Dataset excerpt |
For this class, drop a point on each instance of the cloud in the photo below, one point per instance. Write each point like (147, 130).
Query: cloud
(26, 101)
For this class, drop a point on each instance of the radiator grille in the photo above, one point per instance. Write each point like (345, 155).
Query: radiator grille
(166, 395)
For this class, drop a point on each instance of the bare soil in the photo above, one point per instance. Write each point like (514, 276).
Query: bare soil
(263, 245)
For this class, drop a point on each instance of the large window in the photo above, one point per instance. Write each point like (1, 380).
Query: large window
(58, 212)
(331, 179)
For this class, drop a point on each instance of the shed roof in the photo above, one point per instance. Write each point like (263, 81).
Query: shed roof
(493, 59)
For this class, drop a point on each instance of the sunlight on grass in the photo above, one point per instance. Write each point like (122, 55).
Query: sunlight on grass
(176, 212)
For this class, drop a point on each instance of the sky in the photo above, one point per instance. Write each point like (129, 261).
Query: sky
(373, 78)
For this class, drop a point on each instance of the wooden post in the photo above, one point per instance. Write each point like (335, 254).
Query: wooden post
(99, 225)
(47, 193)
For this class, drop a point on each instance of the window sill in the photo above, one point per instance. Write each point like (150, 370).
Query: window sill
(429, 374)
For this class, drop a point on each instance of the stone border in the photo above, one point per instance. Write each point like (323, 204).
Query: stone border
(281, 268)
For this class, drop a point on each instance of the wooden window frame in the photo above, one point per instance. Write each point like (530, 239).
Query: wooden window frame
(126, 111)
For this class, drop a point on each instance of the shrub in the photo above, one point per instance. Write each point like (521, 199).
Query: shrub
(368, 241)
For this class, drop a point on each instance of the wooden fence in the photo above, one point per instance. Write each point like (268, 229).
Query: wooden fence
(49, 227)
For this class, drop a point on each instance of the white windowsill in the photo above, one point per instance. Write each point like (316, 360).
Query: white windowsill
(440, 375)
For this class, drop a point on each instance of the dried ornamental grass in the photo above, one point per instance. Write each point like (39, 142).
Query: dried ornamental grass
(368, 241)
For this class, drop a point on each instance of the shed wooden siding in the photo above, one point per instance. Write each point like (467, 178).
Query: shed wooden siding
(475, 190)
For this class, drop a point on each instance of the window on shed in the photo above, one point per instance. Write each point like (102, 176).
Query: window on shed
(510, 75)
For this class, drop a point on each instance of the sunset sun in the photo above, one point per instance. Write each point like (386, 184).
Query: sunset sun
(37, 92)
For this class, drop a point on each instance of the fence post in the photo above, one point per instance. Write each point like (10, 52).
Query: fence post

DIRECTIONS |
Retype all of the lines above, from first to last, without any alteration.

COMPLETE RESPONSE |
For this class, drop a point on each instance of the cloud in the photo below, one point per instance. Write each point like (147, 130).
Query: cloud
(26, 101)
For this class, drop a point on each instance of the radiator grille in the photo above, one point per instance. Write each point like (345, 155).
Query: radiator grille
(166, 395)
For this class, drop a point on each instance of the bare soil in the photo above, one point per instance. Write each point like (514, 276).
Query: bare soil
(263, 245)
For this class, drop a point on each instance of the large window in the photo above, one point per instance. Write each point like (1, 380).
Query: large window
(58, 212)
(331, 179)
For this class, drop a point on each instance of the shed roof in the photo above, one point per instance. Write each point like (263, 81).
Query: shed roof
(493, 59)
For this class, drop a point on each instance of the sunlight on grass in the photo above, one point per instance. Write each point like (122, 55).
Query: sunlight on grass
(176, 212)
For this class, drop a point on each instance of the sky in the photo above, one point per instance. Write each point like (129, 261).
Query: sky
(373, 78)
For this class, drop a point on each instance of the wooden post in the photo above, one point per instance. Write each point like (335, 254).
Query: wooden post
(99, 225)
(47, 193)
For this class, drop a point on each instance of the window sill in the photo above, one point per instance. Write each point like (150, 370).
Query: window sill
(429, 374)
For this class, drop a point on each instance of the stone border in the photo above, one point per instance. Write each point like (323, 204).
Query: stone border
(281, 268)
For this class, drop a point on each instance of the wooden window frame in the photo above, one point per instance. Write each point like (530, 239).
Query: wooden window frame
(126, 111)
For this class, drop a point on each instance of the shrub in the photo above, one point per instance. Write each point like (521, 199).
Query: shrub
(368, 241)
For this class, drop a point on each instance of the wooden fence in the photo above, one point per instance. Write each point like (268, 229).
Query: wooden fence
(49, 227)
For this class, drop a point on each instance of the white windowsill in the photo above, one point per instance. Write each point like (316, 360).
Query: white windowsill
(440, 375)
For this class, drop a point on each instance of the dried ornamental grass in the photo above, one point per instance. Write each point like (39, 142).
Query: dried ornamental grass
(368, 241)
For this class, drop a point on each instance of the shed wooden siding in the photo above, one point per instance. Write each point like (467, 178).
Query: shed wooden siding
(475, 190)
For this class, drop a point on each instance of the window on shed in the photo above, one point per instance. Write each point like (102, 176).
Query: window on shed
(510, 75)
For this class, drop a point on each instance of the sunset sun in the photo above, one point per instance. Write each point like (386, 184).
Query: sunset sun
(37, 92)
For this class, drop a point on each instance of the fence post in the photo above, one point per instance. Write each point like (10, 52).
Query: fence post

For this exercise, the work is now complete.